> _EXERCISE DESCRIPTION_:
Transcribe every line of the records verbatim.

Segment Start: MATERIAL FOR THE TASK

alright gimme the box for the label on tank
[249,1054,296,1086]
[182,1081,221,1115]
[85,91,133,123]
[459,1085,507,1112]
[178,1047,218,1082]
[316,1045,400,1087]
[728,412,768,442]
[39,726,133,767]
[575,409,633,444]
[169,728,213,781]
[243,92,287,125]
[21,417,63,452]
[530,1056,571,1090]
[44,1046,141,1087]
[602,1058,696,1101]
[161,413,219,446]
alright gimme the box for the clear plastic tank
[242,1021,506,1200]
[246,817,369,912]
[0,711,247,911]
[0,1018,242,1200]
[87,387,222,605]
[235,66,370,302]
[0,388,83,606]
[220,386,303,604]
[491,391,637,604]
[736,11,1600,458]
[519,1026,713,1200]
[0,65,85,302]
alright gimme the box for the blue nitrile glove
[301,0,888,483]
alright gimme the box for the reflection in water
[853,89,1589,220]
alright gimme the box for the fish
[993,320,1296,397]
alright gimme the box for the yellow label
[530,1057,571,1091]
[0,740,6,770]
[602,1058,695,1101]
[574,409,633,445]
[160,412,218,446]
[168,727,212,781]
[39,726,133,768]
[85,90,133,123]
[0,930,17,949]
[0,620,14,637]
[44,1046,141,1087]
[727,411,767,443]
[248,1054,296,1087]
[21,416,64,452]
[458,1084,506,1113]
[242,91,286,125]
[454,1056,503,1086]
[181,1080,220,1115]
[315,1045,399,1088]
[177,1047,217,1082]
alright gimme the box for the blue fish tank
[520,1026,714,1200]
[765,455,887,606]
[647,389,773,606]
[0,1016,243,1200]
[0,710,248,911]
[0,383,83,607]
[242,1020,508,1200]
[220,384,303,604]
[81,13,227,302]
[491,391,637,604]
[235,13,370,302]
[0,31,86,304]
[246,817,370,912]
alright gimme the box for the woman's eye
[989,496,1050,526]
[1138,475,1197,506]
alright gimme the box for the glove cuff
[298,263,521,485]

Segment End: MATERIAL FOR THE TASK

> _RESPONSE BELOW_:
alright gimme the box for the label on tank
[249,1054,296,1086]
[182,1081,221,1115]
[85,91,133,123]
[459,1085,507,1112]
[178,1047,218,1082]
[316,1045,400,1087]
[728,412,768,442]
[39,726,133,767]
[575,409,633,444]
[169,728,213,781]
[243,92,287,125]
[21,417,63,452]
[530,1056,571,1090]
[44,1046,141,1087]
[602,1058,696,1101]
[161,413,219,446]
alright gimme the box for the clear plastic tank
[242,1021,506,1200]
[246,817,369,912]
[0,711,247,911]
[0,1018,242,1200]
[87,387,222,605]
[235,66,370,302]
[0,388,83,606]
[220,386,303,604]
[491,391,637,604]
[736,11,1600,458]
[519,1026,713,1200]
[0,65,85,302]
alright gimme the box for the blue nitrile glove
[301,0,888,483]
alright gimme the box for the reflection in water
[853,89,1589,220]
alright gimme the box for the fish
[993,320,1296,397]
alright gimme the box for the yellow label
[530,1057,571,1091]
[0,740,6,770]
[602,1058,695,1101]
[574,409,633,445]
[160,412,218,446]
[168,727,212,781]
[39,726,133,768]
[85,90,133,123]
[0,930,17,949]
[0,620,14,637]
[44,1046,141,1087]
[727,411,767,443]
[248,1054,296,1087]
[21,416,64,452]
[458,1084,506,1113]
[242,91,286,125]
[454,1056,503,1086]
[181,1080,220,1115]
[315,1045,399,1088]
[177,1047,217,1082]
alright gimme the box for the blue fish tank
[520,1026,714,1200]
[765,455,887,606]
[647,389,773,606]
[0,1016,243,1200]
[0,710,248,911]
[0,383,83,607]
[242,1020,508,1200]
[220,384,303,604]
[81,13,227,302]
[491,391,637,604]
[235,13,370,302]
[0,31,86,304]
[246,817,370,912]
alright gimme the box for the woman's eye
[989,496,1050,526]
[1138,475,1197,506]
alright gimme the box for the glove cuff
[298,263,521,485]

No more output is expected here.